Given task: Repeat, without any changes, the lines of the records starting with the line containing "Reviewing annotations for the tree class." and going on through the end of the records.

[Stored data]
-------------------------

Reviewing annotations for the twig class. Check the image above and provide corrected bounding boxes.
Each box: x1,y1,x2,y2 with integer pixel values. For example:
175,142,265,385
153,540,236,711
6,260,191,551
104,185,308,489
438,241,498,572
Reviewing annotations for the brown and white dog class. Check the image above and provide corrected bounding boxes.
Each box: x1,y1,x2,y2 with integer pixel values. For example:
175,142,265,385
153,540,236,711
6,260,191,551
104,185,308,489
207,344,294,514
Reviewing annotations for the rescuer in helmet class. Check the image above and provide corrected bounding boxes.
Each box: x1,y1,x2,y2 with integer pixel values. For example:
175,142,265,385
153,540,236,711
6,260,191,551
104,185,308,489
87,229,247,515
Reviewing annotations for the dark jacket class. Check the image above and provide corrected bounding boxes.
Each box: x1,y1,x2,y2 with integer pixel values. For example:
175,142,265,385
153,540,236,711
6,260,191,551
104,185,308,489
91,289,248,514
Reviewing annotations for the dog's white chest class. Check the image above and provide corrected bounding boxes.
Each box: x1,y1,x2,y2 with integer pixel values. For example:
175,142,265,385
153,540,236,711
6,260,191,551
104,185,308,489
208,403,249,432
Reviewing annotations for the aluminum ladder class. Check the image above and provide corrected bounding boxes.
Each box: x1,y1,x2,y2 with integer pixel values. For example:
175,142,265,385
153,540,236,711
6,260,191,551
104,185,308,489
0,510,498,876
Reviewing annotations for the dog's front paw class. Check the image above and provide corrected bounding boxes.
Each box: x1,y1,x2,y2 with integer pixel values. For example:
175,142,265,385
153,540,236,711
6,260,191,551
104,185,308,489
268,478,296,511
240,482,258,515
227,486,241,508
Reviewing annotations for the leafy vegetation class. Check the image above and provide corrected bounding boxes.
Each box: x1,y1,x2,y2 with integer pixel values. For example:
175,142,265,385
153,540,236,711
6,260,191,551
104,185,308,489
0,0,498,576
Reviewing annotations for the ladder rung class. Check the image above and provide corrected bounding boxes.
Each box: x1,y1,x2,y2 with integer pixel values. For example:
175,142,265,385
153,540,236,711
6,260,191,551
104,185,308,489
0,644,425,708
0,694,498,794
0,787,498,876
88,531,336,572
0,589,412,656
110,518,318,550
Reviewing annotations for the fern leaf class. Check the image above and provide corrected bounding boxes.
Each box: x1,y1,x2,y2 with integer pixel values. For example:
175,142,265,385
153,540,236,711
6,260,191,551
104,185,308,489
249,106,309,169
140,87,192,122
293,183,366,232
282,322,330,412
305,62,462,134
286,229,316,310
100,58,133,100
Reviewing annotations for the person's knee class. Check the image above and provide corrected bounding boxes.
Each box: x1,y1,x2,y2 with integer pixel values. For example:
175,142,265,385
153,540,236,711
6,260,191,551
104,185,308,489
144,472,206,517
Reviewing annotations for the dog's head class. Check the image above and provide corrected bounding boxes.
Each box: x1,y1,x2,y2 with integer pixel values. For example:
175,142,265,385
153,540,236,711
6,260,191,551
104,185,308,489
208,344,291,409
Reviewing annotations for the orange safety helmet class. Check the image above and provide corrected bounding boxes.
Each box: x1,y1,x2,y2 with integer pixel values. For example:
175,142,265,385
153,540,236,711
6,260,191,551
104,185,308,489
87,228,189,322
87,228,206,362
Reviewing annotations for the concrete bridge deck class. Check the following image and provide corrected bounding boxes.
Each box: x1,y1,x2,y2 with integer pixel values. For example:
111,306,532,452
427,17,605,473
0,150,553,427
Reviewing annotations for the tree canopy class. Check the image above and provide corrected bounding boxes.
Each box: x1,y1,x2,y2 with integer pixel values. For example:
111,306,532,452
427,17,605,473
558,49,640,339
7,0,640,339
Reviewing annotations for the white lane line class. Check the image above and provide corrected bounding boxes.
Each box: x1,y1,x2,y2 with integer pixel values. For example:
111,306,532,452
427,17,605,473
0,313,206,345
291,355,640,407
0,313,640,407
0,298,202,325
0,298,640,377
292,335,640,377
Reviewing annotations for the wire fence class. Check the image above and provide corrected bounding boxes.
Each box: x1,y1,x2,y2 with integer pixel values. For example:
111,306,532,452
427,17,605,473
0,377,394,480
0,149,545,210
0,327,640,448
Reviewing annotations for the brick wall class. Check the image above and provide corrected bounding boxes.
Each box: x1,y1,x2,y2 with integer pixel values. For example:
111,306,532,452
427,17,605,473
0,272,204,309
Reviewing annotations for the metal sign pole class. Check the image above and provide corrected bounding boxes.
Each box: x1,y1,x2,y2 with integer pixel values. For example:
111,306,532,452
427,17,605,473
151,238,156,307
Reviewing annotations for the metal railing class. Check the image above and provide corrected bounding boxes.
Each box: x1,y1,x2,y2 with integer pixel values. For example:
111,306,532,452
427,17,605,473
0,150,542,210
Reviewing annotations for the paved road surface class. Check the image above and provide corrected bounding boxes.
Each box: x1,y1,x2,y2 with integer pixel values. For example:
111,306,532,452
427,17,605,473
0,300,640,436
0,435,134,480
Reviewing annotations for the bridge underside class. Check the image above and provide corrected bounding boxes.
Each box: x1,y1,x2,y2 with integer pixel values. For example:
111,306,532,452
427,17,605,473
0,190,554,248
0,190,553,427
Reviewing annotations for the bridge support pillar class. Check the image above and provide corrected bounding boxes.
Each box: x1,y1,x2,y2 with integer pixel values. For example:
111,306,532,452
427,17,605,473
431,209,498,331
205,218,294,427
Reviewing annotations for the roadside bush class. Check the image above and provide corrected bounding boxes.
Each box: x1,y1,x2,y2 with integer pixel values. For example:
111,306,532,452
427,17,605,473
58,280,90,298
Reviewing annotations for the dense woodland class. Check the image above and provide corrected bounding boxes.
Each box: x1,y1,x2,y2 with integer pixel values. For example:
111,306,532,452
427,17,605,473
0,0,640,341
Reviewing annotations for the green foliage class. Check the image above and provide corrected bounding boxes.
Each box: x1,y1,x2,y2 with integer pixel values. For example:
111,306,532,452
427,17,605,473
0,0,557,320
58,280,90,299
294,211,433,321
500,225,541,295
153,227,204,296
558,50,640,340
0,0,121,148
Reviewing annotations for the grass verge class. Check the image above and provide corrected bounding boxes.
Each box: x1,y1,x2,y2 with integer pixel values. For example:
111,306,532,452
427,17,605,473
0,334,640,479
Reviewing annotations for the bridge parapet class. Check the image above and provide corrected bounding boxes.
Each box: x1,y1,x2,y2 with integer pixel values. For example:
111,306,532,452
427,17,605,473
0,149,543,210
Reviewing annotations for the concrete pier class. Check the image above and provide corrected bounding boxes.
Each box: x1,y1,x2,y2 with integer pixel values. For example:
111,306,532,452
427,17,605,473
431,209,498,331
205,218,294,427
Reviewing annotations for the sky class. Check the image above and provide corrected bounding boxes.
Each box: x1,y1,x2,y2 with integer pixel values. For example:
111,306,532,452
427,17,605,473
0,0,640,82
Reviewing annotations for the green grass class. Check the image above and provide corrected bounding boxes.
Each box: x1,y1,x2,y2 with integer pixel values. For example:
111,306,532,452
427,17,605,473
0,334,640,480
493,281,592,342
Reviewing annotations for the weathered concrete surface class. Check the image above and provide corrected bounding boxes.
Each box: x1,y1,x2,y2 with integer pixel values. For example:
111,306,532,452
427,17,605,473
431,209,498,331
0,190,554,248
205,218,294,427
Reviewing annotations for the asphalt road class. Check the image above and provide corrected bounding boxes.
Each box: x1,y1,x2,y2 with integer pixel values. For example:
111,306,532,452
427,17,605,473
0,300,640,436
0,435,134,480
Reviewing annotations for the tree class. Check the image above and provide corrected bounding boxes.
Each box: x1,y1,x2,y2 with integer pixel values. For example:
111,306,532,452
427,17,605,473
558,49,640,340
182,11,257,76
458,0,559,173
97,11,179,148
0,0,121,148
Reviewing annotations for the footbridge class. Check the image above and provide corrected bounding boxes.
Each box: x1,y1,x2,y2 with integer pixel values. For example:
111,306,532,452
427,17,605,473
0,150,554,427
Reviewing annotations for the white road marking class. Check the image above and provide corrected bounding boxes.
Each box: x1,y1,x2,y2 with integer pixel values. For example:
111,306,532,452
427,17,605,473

-------------------------

Solution for this problem:
Reviewing annotations for the tree class. Check the image above and provide corrected bounding boxes.
Each box: x1,y1,x2,y2 with integer pixel values. For example:
111,306,532,452
427,17,605,473
558,49,640,340
182,11,257,76
458,0,559,173
97,11,179,148
0,0,121,148
Reviewing annotations for the footbridge class. Check the image above and provide corrected bounding boxes.
Each box: x1,y1,x2,y2 with integer pixel values. For example:
111,306,532,452
427,17,605,473
0,150,554,427
Reviewing annotations for the white road marking class. Check the image above and provide corrected bounding boxes.
Each box: x1,y1,x2,y2 with integer pixel values. For example:
111,306,532,452
427,17,605,473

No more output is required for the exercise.